# Task prompt
Here are some entries. Print them exactly as they are.

# Information
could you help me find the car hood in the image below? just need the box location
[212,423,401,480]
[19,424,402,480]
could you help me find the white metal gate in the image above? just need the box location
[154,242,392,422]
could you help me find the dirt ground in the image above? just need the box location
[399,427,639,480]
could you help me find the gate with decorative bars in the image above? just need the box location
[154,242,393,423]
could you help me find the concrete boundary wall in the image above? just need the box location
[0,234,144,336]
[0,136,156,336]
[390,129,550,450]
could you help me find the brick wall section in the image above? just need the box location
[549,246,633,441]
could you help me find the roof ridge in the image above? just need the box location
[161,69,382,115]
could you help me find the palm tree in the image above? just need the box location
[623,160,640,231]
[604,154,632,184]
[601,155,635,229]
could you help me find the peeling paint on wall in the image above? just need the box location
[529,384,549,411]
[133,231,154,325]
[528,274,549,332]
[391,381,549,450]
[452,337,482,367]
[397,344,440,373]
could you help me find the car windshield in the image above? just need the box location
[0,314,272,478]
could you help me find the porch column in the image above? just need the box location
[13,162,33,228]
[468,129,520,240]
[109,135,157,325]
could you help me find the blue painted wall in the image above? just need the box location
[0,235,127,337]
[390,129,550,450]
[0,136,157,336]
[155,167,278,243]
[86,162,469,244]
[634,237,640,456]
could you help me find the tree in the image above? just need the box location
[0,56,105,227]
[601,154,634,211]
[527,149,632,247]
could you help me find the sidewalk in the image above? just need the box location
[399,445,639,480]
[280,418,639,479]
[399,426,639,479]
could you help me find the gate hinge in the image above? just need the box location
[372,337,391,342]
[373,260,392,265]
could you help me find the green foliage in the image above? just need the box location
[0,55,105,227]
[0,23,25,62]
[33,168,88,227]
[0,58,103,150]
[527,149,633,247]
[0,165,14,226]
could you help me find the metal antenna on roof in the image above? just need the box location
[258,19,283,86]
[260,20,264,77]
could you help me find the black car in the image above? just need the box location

# Your response
could you help me find the car hood in the image below? just need the box location
[212,423,401,480]
[19,424,402,480]
could you help me find the white metal gate in the image above? just need the box location
[154,242,392,422]
could you help me find the dirt ground in the image above? just need the box location
[399,427,639,480]
could you help me find the gate with decorative bars in the image above? just need the box location
[154,242,393,423]
could you help me find the concrete boundary wall in the image above? just need the box location
[0,234,144,336]
[0,136,156,336]
[390,129,550,450]
could you help me find the brick wall section in the image above? just need the box location
[549,246,633,441]
could you help me find the roof ridge in the image above? just need the box location
[161,69,382,115]
could you help me find the palm tree in the image above? just need the box location
[623,160,640,231]
[604,154,632,184]
[601,155,635,229]
could you help me find the peeling paint on wall in the image above? just need the box location
[529,384,549,411]
[133,231,154,325]
[528,274,549,332]
[391,381,549,450]
[452,337,482,367]
[397,344,440,373]
could you help me find the car windshield in the image above? just need the box location
[0,314,272,478]
could you help me find the porch column in the image above? just need the box location
[13,162,33,228]
[468,129,520,240]
[109,135,157,325]
could you help me find the blue painted wall in the image above? just need the box location
[0,235,127,337]
[390,129,550,450]
[0,136,157,336]
[155,167,278,243]
[86,162,469,244]
[634,237,640,456]
could you help me find the tree in the image above? just need the box location
[0,56,105,227]
[601,154,634,211]
[527,149,632,247]
could you help me find the sidewalk in the image above? just need the box location
[399,445,639,480]
[280,418,639,479]
[399,426,639,479]
could you help me find the gate hinge in the image above? just need the box location
[372,337,391,342]
[373,260,392,265]
could you help me find the green foliage in the image above? just need the box location
[0,55,105,227]
[0,23,25,62]
[33,168,88,227]
[0,58,103,150]
[527,149,633,247]
[0,165,14,226]
could you help me find the metal antenna on roof in the image above? just need the box location
[258,19,283,86]
[260,20,264,77]
could you help me find the black car in the image above? just need the box location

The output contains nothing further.